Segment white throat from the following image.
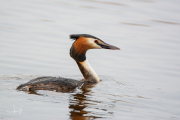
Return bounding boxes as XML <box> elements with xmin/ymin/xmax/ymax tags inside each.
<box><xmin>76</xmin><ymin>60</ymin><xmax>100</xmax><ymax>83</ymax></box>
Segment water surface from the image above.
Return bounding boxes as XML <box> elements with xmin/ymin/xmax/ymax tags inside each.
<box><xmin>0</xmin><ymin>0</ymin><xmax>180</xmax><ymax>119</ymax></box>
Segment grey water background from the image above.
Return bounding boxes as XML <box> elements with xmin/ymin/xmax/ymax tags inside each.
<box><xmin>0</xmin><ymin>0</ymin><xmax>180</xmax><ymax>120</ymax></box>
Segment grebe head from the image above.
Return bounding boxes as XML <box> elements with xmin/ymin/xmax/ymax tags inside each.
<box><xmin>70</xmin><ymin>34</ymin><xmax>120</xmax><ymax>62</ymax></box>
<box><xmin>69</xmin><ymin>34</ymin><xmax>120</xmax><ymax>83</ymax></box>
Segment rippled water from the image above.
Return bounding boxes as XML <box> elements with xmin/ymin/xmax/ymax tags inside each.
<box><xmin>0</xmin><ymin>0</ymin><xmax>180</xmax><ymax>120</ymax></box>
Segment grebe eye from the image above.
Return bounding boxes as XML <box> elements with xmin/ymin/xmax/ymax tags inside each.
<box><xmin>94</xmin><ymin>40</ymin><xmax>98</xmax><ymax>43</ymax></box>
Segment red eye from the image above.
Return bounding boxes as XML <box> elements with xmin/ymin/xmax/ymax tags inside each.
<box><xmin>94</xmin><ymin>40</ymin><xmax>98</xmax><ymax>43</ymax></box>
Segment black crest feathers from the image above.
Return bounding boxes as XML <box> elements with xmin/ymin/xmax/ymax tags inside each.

ACTION ITEM ->
Look through the entries and copy every line in which the string "above" appears.

OUTPUT ->
Segment water surface from the image above.
Segment grey water background from the image above.
Segment grebe head from the image above.
Segment rippled water from the image above.
Segment grebe eye from the image above.
Segment red eye from the image above.
Segment black crest feathers from the image above.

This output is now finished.